Count the lines in the items below that contain the word "window", with case mattering, and reply with only that number.

^^^^^^^^

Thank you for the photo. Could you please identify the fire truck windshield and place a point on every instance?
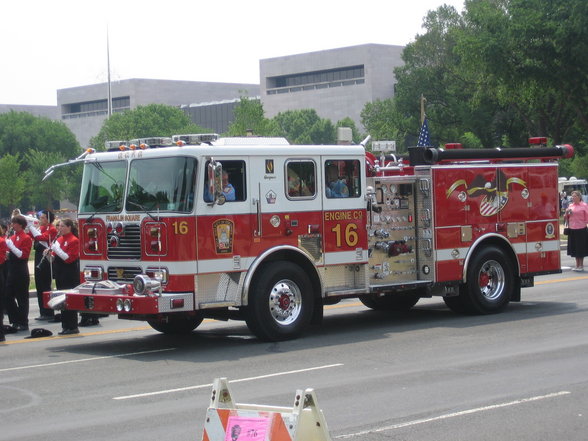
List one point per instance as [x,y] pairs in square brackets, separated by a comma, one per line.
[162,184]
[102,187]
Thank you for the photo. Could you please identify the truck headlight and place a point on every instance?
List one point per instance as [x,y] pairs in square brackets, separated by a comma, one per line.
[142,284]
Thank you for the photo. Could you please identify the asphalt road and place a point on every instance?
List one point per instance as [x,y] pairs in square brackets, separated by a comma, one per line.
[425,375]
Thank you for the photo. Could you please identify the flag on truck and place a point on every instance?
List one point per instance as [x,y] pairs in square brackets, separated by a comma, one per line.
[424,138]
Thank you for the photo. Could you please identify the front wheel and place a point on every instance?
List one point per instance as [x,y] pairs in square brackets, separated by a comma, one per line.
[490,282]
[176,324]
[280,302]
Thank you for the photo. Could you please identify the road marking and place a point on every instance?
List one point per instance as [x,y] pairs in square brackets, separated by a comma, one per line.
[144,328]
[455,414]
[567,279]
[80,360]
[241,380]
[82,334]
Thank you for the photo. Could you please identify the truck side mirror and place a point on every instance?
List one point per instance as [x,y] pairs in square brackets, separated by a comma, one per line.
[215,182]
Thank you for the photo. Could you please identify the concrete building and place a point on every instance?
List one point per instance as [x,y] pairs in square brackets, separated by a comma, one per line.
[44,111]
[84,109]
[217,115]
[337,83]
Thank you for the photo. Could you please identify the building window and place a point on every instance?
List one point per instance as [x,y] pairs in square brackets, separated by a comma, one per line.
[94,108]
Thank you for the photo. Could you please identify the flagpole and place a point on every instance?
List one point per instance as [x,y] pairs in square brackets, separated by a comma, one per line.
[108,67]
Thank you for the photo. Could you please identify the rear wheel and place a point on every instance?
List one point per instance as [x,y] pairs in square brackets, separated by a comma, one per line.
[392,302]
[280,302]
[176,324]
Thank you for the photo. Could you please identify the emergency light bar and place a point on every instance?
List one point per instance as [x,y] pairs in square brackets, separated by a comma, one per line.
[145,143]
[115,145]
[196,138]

^^^^^^^^

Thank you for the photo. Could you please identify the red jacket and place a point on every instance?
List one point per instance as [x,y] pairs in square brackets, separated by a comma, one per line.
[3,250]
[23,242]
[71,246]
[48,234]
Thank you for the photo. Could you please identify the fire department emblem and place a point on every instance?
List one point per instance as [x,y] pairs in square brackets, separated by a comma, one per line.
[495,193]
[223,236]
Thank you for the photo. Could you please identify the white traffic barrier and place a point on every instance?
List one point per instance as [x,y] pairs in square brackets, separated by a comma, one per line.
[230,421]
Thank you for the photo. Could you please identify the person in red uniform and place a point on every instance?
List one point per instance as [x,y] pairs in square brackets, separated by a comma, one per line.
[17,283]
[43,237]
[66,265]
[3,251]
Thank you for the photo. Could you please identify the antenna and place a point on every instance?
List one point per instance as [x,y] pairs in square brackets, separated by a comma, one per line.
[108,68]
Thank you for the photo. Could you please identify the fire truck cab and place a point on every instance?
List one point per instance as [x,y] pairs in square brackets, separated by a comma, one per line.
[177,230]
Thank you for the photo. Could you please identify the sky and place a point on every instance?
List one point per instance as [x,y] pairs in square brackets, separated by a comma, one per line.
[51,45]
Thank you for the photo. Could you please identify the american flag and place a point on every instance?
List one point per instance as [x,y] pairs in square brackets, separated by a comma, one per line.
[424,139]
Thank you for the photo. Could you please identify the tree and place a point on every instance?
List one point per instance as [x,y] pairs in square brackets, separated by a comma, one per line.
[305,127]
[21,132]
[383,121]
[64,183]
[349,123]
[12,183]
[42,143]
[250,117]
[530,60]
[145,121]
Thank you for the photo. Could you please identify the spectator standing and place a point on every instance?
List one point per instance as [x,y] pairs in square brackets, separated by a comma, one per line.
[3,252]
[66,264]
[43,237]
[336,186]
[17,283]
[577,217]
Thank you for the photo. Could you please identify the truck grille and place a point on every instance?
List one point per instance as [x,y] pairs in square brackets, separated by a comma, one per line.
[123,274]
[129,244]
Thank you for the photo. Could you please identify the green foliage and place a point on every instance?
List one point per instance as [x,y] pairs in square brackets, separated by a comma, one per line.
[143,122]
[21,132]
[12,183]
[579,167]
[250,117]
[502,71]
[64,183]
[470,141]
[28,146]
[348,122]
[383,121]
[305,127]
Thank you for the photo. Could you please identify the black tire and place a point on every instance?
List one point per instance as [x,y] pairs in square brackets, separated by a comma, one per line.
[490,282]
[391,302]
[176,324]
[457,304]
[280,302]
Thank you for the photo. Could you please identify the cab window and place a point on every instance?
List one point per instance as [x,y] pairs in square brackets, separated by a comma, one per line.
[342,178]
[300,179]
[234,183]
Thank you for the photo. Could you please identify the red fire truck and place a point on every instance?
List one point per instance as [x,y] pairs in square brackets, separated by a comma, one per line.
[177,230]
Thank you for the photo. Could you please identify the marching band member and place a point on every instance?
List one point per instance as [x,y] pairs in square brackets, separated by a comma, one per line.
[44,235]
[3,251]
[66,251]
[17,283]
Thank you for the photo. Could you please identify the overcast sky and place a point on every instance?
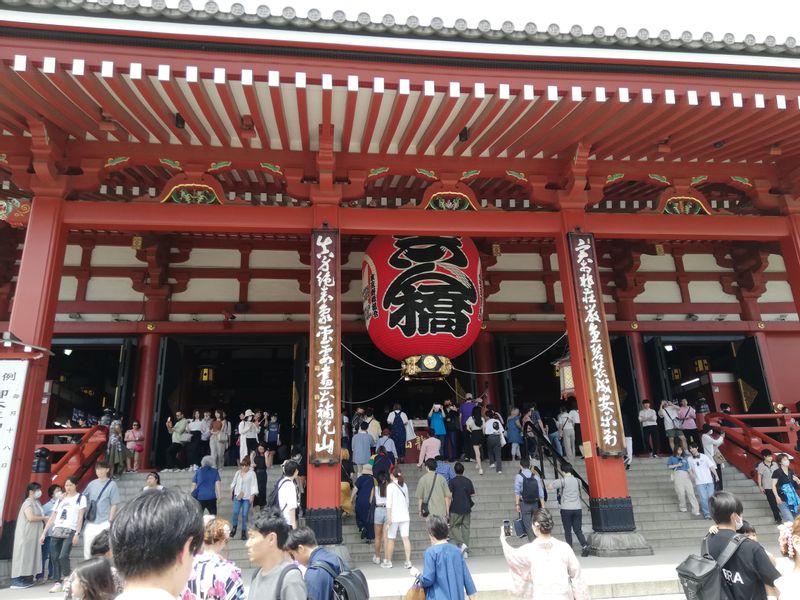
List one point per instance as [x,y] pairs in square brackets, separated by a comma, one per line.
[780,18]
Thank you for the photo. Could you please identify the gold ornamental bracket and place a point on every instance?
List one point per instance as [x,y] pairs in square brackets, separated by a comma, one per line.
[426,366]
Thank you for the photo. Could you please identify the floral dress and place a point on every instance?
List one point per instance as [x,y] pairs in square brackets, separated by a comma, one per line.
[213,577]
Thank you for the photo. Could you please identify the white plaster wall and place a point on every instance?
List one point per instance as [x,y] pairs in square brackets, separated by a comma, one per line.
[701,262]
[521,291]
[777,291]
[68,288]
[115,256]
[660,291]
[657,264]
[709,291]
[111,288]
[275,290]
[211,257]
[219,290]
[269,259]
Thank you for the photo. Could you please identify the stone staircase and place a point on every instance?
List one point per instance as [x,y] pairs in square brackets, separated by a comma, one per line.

^^^^^^^^

● SOLUTION TO THE EXERCISE
2